Excerpts of location labeling data:
►
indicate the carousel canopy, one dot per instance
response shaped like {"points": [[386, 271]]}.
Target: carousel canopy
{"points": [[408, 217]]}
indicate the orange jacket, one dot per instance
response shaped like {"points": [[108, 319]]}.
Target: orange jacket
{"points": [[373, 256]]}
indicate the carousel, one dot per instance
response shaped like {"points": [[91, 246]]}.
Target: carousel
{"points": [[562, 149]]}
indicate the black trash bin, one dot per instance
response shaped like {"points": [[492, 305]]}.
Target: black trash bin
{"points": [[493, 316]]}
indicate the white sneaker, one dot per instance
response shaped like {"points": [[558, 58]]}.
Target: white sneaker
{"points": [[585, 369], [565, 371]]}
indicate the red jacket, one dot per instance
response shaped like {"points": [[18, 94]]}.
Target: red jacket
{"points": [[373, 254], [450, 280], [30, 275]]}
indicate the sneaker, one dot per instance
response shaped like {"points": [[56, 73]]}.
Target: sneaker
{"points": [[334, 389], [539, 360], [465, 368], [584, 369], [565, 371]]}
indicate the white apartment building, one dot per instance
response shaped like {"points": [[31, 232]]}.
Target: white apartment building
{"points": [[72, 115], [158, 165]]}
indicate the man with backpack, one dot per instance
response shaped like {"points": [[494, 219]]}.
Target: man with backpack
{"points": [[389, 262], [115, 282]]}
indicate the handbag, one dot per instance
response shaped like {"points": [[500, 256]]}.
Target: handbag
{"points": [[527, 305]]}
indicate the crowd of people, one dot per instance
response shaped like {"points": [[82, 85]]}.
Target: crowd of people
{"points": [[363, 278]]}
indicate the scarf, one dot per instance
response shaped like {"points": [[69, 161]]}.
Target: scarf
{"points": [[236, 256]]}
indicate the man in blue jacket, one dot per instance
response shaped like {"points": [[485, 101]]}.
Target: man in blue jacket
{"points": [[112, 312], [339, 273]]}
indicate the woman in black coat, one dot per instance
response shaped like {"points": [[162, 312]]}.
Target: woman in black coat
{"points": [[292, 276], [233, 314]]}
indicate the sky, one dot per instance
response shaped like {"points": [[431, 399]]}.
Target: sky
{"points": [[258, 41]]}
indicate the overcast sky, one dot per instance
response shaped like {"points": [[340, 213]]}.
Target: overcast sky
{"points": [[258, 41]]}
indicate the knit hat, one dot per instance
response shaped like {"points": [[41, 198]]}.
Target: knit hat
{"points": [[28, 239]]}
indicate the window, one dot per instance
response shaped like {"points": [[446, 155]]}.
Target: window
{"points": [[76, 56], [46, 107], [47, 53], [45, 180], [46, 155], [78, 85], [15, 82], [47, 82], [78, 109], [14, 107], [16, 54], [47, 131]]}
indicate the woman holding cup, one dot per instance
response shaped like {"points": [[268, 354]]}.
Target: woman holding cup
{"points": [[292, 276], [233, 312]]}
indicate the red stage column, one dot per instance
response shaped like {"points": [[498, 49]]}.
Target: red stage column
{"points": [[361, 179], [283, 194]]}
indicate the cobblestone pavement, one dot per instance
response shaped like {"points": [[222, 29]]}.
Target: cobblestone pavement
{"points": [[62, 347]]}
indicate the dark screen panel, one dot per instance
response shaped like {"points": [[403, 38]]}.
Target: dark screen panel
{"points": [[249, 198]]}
◄
◆ What is being asked ◆
Could you format the listing above as a two-column CSV with the headers "request" and "answer", one row per entry, each value in a single quoted field with line breaks replaced by spaces?

◆ Response to the exercise ◆
request,answer
"indicate the carousel canopy, one dot per instance response shaped like {""points"": [[386, 271]]}. Target: carousel canopy","{""points"": [[408, 217]]}"
"indicate the orange jacket, one dot per instance response shaped like {""points"": [[108, 319]]}. Target: orange jacket","{""points"": [[373, 256]]}"
"indicate the carousel, one dot per instance response shaped like {""points"": [[91, 246]]}. Target: carousel","{""points"": [[562, 149]]}"
"indicate the black trash bin, one dot per instance response shaped like {""points"": [[492, 305]]}. Target: black trash bin","{""points"": [[493, 316]]}"
"indicate the white sneaker, one dot per instance response shaped like {""points"": [[558, 58]]}. Target: white sneaker","{""points"": [[585, 369], [565, 371]]}"
"indicate the red jacket, one dot per instance response shaped like {""points"": [[18, 94]]}. Target: red jacket","{""points"": [[373, 254], [450, 280], [30, 275]]}"
"indicate the sneaker, one dot per instance response shaped like {""points"": [[56, 73]]}. Target: sneaker","{""points"": [[334, 389], [539, 360], [465, 368], [584, 369], [565, 371]]}"
"indicate the white apartment building, one dot per instance response shaped like {""points"": [[31, 232]]}. Target: white apartment building","{""points"": [[72, 115], [158, 165]]}"
"indicate the man with backpack, one dot per instance response shaped like {""points"": [[494, 219]]}. Target: man with backpack","{""points"": [[389, 262], [115, 282]]}"
"indicate the handbag, one dot per instance response shaped like {""points"": [[500, 256]]}. Target: handbag","{""points"": [[527, 305]]}"
"indicate the crowd of people, one dot per instance response shaped like {""points"": [[82, 85]]}. Target: crowd of people","{""points"": [[363, 278]]}"
"indicate the scarf, one dot per instance response shaped like {""points"": [[69, 161]]}. Target: scarf","{""points"": [[236, 256]]}"
"indicate the man in blue jacket, one dot per instance response shaped like {""points"": [[485, 101]]}. Target: man in blue jacket","{""points"": [[112, 312], [339, 273]]}"
"indicate the woman in black coat, one dot per instance response shaped like {""points"": [[162, 312]]}. Target: woman in black coat","{""points"": [[292, 276], [233, 314]]}"
"indicate the sky, one dot per instance response shaped like {""points"": [[431, 399]]}. Target: sky","{""points"": [[258, 41]]}"
"indicate the overcast sky, one dot per instance response shaped like {""points"": [[340, 213]]}. Target: overcast sky","{""points"": [[258, 41]]}"
"indicate the knit hat, one dot per instance response shaped like {""points"": [[41, 198]]}. Target: knit hat","{""points"": [[28, 239]]}"
"indicate the window, one dot per instance response shaped like {""points"": [[446, 155]]}. Target: window","{""points"": [[76, 56], [46, 107], [47, 53], [45, 180], [46, 155], [78, 85], [15, 82], [47, 82], [78, 109], [14, 107], [16, 54], [47, 131]]}"
"indicate the woman holding cup, one dot per instance response shaped like {""points"": [[268, 354]]}. Target: woman holding cup","{""points"": [[292, 276], [233, 312]]}"
"indicate the red stage column, one dot per instance response shaped like {""points"": [[498, 49]]}. Target: red stage column","{""points"": [[361, 179], [283, 194]]}"
"indicate the cobblestone pavement, one dot per instance response shaped like {""points"": [[222, 29]]}. Target: cobblestone pavement","{""points"": [[62, 347]]}"
"indicate the dark screen panel, one dot per instance response shaped like {""points"": [[403, 38]]}. Target: dark screen panel","{""points"": [[249, 198]]}"